:: Problem details ::
What you return should be the line containing "Target: woman's mouth" and each line after it to the end of the records, copied exactly.

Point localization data
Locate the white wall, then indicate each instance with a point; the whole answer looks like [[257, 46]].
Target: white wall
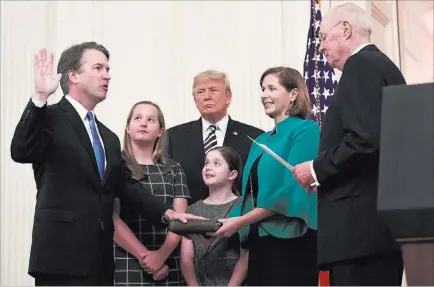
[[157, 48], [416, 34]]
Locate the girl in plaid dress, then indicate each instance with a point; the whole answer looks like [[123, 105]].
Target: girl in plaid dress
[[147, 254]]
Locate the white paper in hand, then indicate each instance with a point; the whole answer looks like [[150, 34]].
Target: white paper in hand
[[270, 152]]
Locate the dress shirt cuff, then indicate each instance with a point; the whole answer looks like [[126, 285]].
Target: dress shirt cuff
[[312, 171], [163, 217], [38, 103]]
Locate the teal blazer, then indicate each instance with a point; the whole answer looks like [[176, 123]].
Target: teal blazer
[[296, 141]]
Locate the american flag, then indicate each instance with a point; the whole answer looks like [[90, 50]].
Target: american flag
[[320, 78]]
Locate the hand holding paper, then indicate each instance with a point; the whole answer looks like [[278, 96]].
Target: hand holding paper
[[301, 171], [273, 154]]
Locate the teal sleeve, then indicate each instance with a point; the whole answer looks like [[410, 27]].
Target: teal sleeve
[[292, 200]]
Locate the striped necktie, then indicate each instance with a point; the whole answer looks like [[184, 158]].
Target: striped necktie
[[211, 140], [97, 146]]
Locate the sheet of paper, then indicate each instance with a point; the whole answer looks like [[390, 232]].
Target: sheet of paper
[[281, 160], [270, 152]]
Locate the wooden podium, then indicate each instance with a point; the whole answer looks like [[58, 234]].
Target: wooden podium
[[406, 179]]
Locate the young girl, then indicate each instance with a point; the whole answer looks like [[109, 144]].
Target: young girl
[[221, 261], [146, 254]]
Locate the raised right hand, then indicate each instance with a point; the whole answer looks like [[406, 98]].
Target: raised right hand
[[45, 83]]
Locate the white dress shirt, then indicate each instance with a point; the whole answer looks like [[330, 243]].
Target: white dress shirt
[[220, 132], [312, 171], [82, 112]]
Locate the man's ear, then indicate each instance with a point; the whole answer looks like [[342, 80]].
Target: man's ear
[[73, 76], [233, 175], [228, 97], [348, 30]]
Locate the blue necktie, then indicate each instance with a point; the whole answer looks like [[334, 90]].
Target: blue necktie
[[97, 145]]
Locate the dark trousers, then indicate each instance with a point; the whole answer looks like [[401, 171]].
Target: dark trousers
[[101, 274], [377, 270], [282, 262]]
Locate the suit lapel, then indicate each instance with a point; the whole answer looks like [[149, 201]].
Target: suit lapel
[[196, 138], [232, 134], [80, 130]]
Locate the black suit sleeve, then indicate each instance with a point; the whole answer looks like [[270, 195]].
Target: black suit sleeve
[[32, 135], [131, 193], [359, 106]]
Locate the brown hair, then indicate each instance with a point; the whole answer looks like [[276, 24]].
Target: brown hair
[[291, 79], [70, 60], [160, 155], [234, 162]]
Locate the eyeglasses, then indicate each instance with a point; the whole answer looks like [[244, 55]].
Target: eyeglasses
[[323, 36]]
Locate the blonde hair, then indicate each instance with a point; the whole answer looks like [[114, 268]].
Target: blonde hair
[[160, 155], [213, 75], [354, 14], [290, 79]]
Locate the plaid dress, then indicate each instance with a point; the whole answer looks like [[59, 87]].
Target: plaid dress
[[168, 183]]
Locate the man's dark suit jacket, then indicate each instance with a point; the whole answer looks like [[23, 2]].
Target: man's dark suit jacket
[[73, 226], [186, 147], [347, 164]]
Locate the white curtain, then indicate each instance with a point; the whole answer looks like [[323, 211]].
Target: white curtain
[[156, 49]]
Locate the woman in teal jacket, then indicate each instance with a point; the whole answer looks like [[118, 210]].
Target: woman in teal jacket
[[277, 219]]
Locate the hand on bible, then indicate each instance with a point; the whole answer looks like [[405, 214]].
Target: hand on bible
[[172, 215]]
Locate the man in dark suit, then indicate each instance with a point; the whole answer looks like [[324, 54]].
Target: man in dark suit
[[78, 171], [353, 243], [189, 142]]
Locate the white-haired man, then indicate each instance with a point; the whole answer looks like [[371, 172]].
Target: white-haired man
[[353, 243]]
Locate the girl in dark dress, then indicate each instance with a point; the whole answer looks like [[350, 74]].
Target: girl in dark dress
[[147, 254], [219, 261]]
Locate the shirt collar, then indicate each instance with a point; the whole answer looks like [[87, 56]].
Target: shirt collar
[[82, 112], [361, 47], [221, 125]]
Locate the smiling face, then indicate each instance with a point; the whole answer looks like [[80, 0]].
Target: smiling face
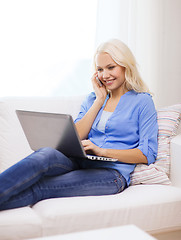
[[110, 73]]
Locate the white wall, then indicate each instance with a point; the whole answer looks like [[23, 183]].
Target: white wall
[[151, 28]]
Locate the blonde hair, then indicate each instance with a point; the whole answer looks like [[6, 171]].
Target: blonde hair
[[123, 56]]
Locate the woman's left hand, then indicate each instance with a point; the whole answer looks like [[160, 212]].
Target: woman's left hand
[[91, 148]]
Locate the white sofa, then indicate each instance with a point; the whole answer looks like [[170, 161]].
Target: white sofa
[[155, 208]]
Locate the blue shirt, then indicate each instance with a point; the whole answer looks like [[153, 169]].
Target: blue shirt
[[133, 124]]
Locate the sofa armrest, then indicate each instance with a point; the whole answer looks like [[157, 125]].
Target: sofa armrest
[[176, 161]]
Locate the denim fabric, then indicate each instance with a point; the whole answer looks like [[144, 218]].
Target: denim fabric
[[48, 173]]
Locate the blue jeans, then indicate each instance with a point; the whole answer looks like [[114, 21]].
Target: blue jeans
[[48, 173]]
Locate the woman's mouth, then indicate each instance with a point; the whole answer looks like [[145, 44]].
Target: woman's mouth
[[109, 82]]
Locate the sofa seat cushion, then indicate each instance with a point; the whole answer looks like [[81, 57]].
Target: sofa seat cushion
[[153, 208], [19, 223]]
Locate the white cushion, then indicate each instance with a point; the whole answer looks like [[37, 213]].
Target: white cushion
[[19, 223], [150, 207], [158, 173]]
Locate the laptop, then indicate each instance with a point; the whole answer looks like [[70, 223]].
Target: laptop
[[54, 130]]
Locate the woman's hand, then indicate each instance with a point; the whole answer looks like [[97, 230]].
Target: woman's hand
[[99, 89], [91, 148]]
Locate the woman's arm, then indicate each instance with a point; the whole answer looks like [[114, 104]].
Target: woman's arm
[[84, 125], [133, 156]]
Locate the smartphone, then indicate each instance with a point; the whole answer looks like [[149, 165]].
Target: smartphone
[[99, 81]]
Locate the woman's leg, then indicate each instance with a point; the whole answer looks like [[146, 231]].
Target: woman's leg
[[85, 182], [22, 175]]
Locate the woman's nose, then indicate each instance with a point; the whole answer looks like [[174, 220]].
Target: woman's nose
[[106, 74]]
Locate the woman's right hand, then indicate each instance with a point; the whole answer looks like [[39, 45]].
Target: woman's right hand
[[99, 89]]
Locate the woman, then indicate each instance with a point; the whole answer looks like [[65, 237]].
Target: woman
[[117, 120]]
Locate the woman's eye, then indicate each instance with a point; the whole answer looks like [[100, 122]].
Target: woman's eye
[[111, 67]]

:: Answer space ::
Target: woman's mouth
[[109, 82]]
Locate the sofa seat cushion, then indicate each instance with a point; the whole answer looks like [[81, 57]].
Target: sofa seat cushion
[[153, 208], [19, 223]]
Locate the white cushion, then indicate each instance with a point; the whole answer looks like [[37, 213]].
Target: white cushion
[[19, 223], [150, 207], [158, 173]]
Locate the laptop, then indicate each instance with a point; the whole answer looks like [[70, 223]].
Target: laptop
[[54, 130]]
Locate the woman's hand, then indicate each instance with a point; the whole answer looks like [[97, 230]].
Target: woman's hand
[[99, 89], [91, 148]]
Locate the woman's arm, then indicate each instance with a point; the whole answer looks like [[114, 104]].
Target: woman's arm
[[84, 125], [133, 156]]
Locate the smartphone, then indicate each instance with a point; the whole answer looks like [[149, 165]].
Target: smartphone
[[99, 81]]
Locate the woman's leg, then indicate each instance with a point; the whole answer looks like [[146, 231]].
Target: woman's leg
[[85, 182], [22, 175]]
Locate the woman's nose, then indicate each instance with a point; the whole answer looks like [[174, 220]].
Target: woman's nose
[[106, 74]]
Locate the woman's right hand, then indicate each instance with a point; the whole answer looks like [[39, 45]].
Target: woman's right hand
[[99, 89]]
Locate the woman, then indicate each instance with a point; the whole answer looks like [[65, 237]].
Target: woman
[[117, 120]]
Locate the woman's eye, then indicate each instance with a point; the whole answer looks like [[100, 122]].
Target: woman's eye
[[111, 67]]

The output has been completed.